[Excerpts from a detection dataset]
☆ ☆ ☆ ☆ ☆

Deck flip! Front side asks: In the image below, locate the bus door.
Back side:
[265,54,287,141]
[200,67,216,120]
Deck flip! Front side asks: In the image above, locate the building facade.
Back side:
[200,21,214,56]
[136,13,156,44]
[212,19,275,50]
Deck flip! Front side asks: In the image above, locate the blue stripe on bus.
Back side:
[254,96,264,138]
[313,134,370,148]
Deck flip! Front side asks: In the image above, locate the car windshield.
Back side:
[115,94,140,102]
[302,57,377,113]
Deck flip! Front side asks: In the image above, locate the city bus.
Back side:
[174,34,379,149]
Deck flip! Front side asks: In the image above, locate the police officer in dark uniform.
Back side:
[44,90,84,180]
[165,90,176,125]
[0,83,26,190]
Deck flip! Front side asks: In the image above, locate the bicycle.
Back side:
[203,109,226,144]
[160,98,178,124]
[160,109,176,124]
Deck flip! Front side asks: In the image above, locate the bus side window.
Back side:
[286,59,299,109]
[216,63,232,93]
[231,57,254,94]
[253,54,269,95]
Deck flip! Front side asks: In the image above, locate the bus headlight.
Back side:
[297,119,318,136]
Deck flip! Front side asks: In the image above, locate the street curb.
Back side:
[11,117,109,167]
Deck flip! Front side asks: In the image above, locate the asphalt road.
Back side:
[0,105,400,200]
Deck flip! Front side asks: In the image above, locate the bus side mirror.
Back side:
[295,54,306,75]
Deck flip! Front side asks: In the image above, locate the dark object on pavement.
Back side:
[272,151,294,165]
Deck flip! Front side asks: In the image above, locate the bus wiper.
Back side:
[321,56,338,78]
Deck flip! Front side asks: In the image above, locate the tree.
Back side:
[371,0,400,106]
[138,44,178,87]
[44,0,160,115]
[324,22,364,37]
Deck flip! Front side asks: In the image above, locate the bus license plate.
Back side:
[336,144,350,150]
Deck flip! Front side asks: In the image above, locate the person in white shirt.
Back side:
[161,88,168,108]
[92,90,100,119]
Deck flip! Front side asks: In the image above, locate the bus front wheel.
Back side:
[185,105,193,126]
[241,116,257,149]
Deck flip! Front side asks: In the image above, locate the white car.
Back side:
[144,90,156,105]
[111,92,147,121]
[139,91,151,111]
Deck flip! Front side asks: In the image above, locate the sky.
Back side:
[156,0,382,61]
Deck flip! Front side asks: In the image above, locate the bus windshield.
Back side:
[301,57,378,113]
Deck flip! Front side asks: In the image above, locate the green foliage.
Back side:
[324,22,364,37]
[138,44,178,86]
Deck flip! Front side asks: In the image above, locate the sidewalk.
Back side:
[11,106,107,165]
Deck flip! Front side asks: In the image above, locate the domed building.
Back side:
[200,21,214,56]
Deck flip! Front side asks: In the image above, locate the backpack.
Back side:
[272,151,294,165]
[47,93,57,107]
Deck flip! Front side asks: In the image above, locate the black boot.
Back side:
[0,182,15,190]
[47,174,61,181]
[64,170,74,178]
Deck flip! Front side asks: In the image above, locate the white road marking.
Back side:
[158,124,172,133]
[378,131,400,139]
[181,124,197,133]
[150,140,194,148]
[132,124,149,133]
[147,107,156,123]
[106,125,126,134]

☆ ☆ ☆ ☆ ☆

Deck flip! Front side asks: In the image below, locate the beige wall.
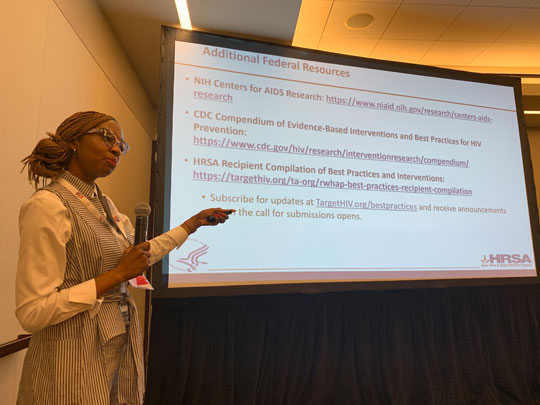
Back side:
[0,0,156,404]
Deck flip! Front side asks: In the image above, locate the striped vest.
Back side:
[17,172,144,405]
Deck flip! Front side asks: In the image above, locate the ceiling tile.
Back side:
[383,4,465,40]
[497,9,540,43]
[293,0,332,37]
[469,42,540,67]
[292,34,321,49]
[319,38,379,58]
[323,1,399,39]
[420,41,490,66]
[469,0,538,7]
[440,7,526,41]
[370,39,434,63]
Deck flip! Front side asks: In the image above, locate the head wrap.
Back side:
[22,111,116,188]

☆ ☆ ☆ ☆ ☆

**BRIEF**
Please copy out the lines that begin at the one containing "the ceiling tile." and stop after the one containing "[22,111,116,188]", offsetting every box coordinate in the answers by adding 24. Leave everything else in those lines unchanged.

**RESPONSE**
Deck flip! Front side asks: In the image above, locate the ceiling tile.
Back side:
[407,28,489,64]
[521,33,564,67]
[317,24,356,61]
[493,66,564,91]
[316,58,345,73]
[343,62,403,82]
[347,25,423,63]
[444,65,514,90]
[493,24,562,31]
[464,31,550,65]
[394,63,458,87]
Deck flip! Front side asks: In the image above, locate the head wrap.
Back side:
[46,135,140,212]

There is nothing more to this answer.